### The task
Tally the lines in the rows below that contain the string "street", and reply with the number alone.

.....

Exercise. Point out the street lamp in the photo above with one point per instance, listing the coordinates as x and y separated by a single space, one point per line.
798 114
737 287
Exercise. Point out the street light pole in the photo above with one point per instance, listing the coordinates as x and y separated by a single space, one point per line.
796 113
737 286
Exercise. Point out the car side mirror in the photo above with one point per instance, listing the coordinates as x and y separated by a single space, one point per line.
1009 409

.....

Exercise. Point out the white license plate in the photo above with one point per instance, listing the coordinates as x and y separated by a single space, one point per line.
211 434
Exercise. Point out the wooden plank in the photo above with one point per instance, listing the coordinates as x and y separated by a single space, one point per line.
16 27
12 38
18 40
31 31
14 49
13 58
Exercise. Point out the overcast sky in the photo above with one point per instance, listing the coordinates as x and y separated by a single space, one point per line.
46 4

.....

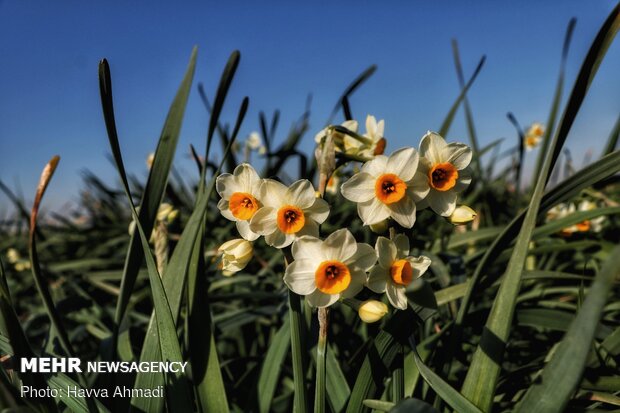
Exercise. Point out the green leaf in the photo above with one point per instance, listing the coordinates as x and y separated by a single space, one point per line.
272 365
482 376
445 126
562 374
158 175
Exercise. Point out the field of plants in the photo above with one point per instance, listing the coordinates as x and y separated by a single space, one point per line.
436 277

.....

### Solution to the exercise
2